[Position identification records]
————

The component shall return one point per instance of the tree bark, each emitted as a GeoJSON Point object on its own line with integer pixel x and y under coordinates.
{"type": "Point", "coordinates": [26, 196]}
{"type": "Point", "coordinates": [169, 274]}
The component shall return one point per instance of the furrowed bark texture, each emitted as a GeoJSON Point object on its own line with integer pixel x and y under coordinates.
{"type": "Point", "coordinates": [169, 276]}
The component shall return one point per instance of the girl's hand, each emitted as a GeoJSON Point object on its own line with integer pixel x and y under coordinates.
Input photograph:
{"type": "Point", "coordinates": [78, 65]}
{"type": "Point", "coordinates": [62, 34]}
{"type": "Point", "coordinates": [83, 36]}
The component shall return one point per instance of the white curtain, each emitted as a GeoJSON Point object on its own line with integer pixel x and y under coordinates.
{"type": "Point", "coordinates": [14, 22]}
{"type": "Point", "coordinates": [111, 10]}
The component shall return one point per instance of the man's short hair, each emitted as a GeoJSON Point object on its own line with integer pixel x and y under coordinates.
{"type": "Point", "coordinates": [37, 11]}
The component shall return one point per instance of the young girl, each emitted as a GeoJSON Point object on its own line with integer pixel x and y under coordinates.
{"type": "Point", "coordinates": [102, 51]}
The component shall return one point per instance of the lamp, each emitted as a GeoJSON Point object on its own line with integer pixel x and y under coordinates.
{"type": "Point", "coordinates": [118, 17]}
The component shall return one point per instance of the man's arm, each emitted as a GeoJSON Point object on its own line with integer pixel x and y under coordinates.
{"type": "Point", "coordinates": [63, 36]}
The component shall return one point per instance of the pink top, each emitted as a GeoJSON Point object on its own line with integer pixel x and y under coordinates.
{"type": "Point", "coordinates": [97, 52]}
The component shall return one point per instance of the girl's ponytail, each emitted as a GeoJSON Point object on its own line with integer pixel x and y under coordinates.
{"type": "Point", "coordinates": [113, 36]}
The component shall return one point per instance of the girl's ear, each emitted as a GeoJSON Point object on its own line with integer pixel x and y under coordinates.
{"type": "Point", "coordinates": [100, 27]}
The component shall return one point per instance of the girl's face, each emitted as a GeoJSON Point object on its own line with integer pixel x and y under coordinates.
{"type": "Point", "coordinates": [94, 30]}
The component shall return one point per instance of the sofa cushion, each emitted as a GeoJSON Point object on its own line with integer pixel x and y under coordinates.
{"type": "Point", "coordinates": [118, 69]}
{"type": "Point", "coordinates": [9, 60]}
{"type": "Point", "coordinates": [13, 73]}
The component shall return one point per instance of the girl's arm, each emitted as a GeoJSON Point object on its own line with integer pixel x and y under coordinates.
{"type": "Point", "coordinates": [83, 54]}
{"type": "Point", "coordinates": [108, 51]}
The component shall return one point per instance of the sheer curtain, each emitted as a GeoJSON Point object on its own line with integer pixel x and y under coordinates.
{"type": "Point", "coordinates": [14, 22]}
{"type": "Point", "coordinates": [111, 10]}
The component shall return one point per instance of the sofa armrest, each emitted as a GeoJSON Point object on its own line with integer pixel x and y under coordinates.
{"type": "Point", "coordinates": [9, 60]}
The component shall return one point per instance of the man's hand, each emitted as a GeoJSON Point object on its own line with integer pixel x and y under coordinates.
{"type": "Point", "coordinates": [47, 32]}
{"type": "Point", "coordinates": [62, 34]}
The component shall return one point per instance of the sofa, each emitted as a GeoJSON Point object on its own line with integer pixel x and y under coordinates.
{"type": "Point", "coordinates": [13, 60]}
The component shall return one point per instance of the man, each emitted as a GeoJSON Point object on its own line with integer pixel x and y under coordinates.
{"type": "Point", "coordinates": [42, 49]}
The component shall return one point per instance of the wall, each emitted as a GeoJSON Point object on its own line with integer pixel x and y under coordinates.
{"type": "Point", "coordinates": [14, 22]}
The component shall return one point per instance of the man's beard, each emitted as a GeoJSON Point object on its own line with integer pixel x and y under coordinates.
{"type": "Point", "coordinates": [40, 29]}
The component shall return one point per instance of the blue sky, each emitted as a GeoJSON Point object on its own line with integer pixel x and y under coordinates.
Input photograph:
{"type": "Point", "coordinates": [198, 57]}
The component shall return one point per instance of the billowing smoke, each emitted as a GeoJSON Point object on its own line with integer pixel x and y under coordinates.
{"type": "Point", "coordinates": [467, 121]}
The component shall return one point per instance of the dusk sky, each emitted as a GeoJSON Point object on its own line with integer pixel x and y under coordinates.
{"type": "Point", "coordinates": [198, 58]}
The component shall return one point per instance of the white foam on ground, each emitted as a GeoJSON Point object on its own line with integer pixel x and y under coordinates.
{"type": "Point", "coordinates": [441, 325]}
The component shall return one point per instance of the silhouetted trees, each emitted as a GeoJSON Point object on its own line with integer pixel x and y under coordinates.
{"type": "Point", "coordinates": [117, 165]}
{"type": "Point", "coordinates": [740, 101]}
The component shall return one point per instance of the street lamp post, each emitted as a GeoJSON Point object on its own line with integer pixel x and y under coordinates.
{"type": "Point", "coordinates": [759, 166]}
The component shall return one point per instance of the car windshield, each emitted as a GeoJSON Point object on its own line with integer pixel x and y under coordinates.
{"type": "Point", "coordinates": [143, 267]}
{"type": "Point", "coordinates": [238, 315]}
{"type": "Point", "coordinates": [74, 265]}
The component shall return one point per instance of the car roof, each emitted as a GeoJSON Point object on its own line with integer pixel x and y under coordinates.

————

## Aim of the task
Set down nothing but the lines from the one with "man's beard, each" through the end of the records, keeping each line exactly as written and including both ends.

## Output for this task
The component shall return one point per instance of the man's beard, each emitted as a GeoJSON Point object on its own line with integer pixel x and y under coordinates.
{"type": "Point", "coordinates": [40, 29]}
The component shall return one point per instance of the blue sky, each emitted as a GeoJSON Point object on its own line with integer pixel x and y under coordinates.
Input photograph:
{"type": "Point", "coordinates": [198, 57]}
The component shall return one point per instance of the billowing smoke, each emitted as a GeoJSON Point object on its own line with integer pixel x and y under coordinates.
{"type": "Point", "coordinates": [467, 121]}
The component shall return one point per instance of the dusk sky, each emitted as a GeoJSON Point object on its own line with integer pixel x and y under coordinates.
{"type": "Point", "coordinates": [198, 58]}
The component shall return one point per instance of the white foam on ground, each emitted as a GeoJSON Point object on its own line with integer pixel x and y under coordinates.
{"type": "Point", "coordinates": [441, 325]}
The component shall return one point per instance of the silhouetted trees, each emitted as a GeoJSON Point object on its own line with integer pixel x and y under coordinates.
{"type": "Point", "coordinates": [117, 165]}
{"type": "Point", "coordinates": [740, 101]}
The component shall return one point per instance of the street lamp post, each emitted as a GeoJSON Point object on its own line with integer pixel x and y under coordinates.
{"type": "Point", "coordinates": [759, 166]}
The component shall return one point per instance of the car windshield, each emitted as a GeoJSON Point object on its own line with integer pixel x and y under coordinates.
{"type": "Point", "coordinates": [143, 267]}
{"type": "Point", "coordinates": [238, 315]}
{"type": "Point", "coordinates": [74, 265]}
The component shall return one point per instance of the car roof, each emitted as a GeoJSON Point object on its own line with integer pixel x and y under coordinates.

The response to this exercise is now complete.